| The task |
Copy the entries that appear below in full, leaving out any picture among them.

****************

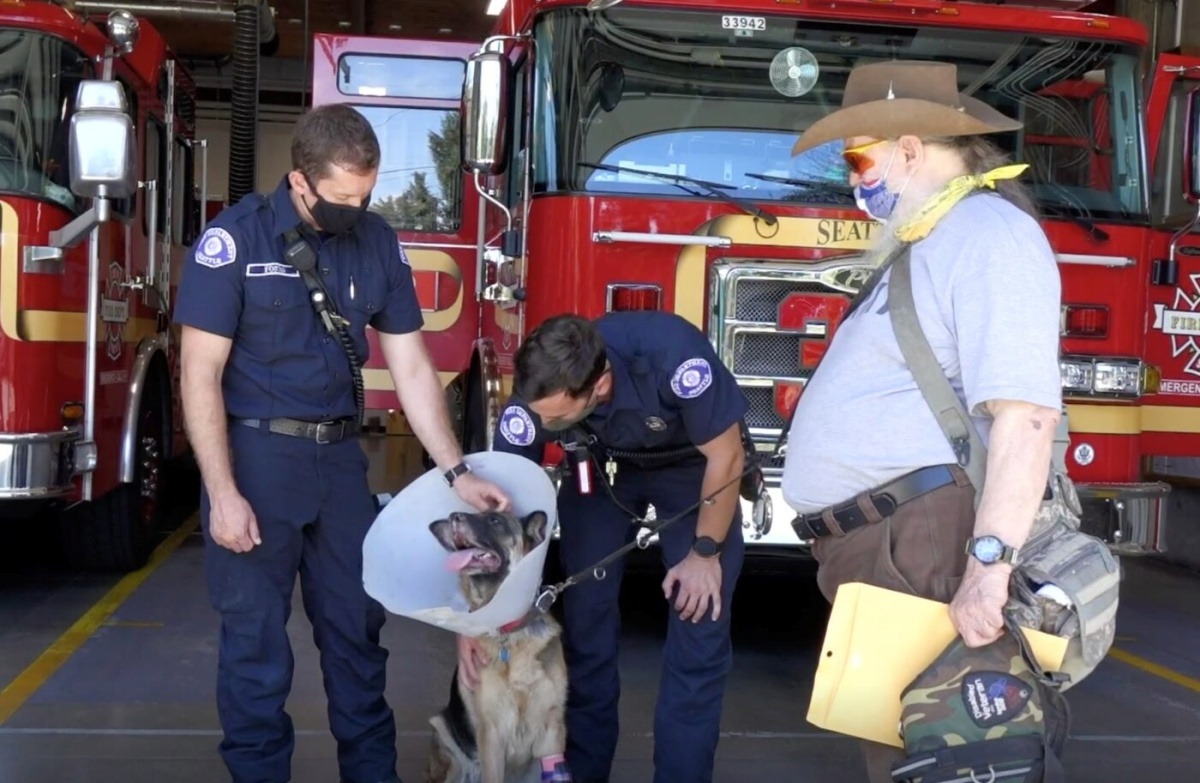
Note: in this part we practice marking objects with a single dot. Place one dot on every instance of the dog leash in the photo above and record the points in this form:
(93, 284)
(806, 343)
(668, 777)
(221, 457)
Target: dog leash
(550, 593)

****************

| Result of this exercise |
Note: in this part we practice marking objects with a single dot. Place one dot on every instance of the dog leash in the photo above and record the points in this form:
(93, 284)
(806, 343)
(668, 777)
(221, 457)
Target: dog leash
(550, 593)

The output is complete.